◆ **Written request 1**
Reproduce verbatim the section of the entries below that opens with the line containing "TARGET: ford ranger truck" and closes with the line containing "(1019, 485)", including both of those lines.
---------------
Pick: Dump all the junk and just serve up plain green beans instead. If plain beans are too, well, plain for your Thanksgiving table toss in some toasted slivered almonds.
Still not thrilled? I propose a new holiday side dish tradition. Brussels sprouts with toasted pecans. One of the healthiest veggies you’ll find in the produce aisle, Brussels are high in fiber, fight inflammation and are loaded with good-for-you nutrients. Add lightly roasted pecans for crunch and a healthy dose of omega-3s.
Pass: Pass on the pecan pie. This Thanksgiving favorite is one of the worst dessert choices you can make. Any health benefit you may get from pecans is erased by the sky-high amounts of sugar, corn syrup, and refined flour. In fact, pecan pie can have more than 500 calories per slice, and most of that comes from refined sugars.
---------------
◆ **Written request 2**
Continue the Thanksgiving food picks above, starting right after its final sentence.
---------------
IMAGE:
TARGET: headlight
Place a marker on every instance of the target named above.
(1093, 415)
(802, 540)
---------------
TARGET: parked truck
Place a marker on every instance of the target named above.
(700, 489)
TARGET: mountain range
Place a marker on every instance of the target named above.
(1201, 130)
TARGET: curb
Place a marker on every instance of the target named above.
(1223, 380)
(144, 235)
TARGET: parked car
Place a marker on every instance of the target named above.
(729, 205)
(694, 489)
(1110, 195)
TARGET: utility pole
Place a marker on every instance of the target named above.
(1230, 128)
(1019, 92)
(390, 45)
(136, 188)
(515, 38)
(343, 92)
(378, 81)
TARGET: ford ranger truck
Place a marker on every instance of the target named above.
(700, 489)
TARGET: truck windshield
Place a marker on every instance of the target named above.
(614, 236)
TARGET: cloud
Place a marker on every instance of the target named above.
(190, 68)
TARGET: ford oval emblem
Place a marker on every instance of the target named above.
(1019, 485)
---------------
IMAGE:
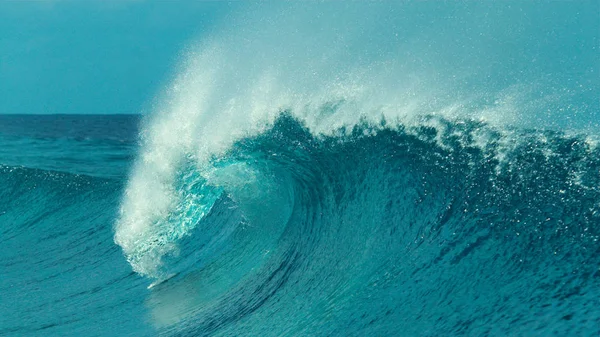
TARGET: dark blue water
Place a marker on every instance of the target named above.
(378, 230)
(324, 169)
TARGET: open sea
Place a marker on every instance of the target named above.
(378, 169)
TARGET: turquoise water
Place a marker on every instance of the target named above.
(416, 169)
---------------
◆ **Written reply 1**
TARGET: ford ranger truck
Place a marker on every instance of the target named above.
(700, 489)
TARGET: truck windshield
Place a marker on every instance of the target named above.
(614, 236)
TARGET: cloud
Place a marker on every instance of the target named above.
(190, 68)
TARGET: ford oval emblem
Place a marker on every instance of the target named above.
(1019, 485)

◆ **Written reply 2**
Pick: Say “yes please” to the pumpkin pie instead. Sure, it’s still a sweet dessert, but it comes with far less sugar than you’ll find in pecan pie. Plus the pumpkin used in the traditional recipe, along with the spices, delivers some healthy nutrients to the table.
Make your own with coconut milk, coconut sugar, and stevia for an even healthier version. And if you bake it in individual ramekins or a glass pie pan, you can have delicious pumpkin pie without the crust.
Pass on these “No Thanks Thanksgiving Foods” for a healthier Thanksgiving holiday.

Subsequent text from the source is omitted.